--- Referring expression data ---
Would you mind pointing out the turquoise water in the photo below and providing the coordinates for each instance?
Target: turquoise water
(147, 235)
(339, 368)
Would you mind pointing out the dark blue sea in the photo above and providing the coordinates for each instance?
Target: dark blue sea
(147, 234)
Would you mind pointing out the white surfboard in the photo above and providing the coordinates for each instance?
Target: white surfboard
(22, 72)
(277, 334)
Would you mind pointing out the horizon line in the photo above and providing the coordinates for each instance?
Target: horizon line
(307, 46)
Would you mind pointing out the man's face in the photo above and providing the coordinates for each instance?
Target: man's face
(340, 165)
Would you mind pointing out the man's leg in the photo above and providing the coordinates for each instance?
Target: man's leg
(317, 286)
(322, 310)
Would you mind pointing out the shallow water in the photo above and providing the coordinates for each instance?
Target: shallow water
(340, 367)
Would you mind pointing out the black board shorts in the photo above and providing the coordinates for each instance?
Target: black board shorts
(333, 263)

--- Task instructions ---
For the lines above, output exactly those from the line containing "Would you mind pointing out the man's leg" through the line containing "Would you mind pointing out the shallow", and skip the others.

--- Solution to this problem ---
Would you mind pointing out the man's leg in the photo above and providing the coordinates for each instance?
Target: man's leg
(317, 286)
(322, 310)
Would you mind pointing out the shallow water in the photo above and providing the coordinates for each instance?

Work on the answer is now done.